*SHORT TASK*
Swap each "metal" in the data below for "steel" and write the data out again with nothing else changed. Leave the pictures out.

───── RECORDS SHOWN ─────

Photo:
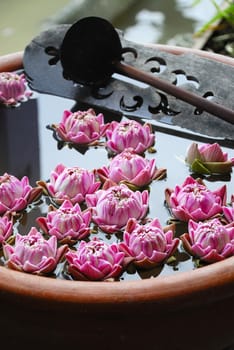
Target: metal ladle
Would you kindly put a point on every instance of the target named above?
(91, 52)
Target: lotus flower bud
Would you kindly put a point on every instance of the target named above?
(95, 260)
(129, 134)
(81, 127)
(193, 200)
(34, 254)
(149, 244)
(208, 159)
(210, 241)
(13, 88)
(113, 207)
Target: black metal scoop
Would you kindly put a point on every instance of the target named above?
(91, 52)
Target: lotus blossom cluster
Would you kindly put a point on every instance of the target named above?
(6, 229)
(149, 245)
(193, 200)
(68, 223)
(95, 260)
(16, 194)
(129, 134)
(112, 207)
(208, 159)
(228, 211)
(13, 88)
(81, 127)
(70, 183)
(33, 253)
(209, 241)
(114, 200)
(132, 169)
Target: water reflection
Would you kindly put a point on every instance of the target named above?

─────

*WORKED ANSWER*
Photo:
Target: steel ladle
Would you kindly put a point on every instance of the target named above?
(91, 52)
Target: lotus flower bud
Would you kindly put a point on every instance of the target named above?
(95, 260)
(129, 134)
(81, 127)
(193, 200)
(34, 254)
(149, 244)
(208, 159)
(210, 241)
(13, 88)
(113, 207)
Target: black steel scoop
Would you kindly put a point on every instance of the target named above?
(91, 52)
Target: lotus blossom cluster
Would you kindly put a point on every instance of the target named above?
(6, 229)
(149, 245)
(193, 200)
(68, 223)
(95, 260)
(16, 194)
(129, 134)
(112, 207)
(208, 159)
(228, 211)
(13, 88)
(81, 127)
(70, 183)
(33, 253)
(209, 241)
(114, 200)
(132, 169)
Target: water reflection
Would you kindly put a point on every instance of the target named above?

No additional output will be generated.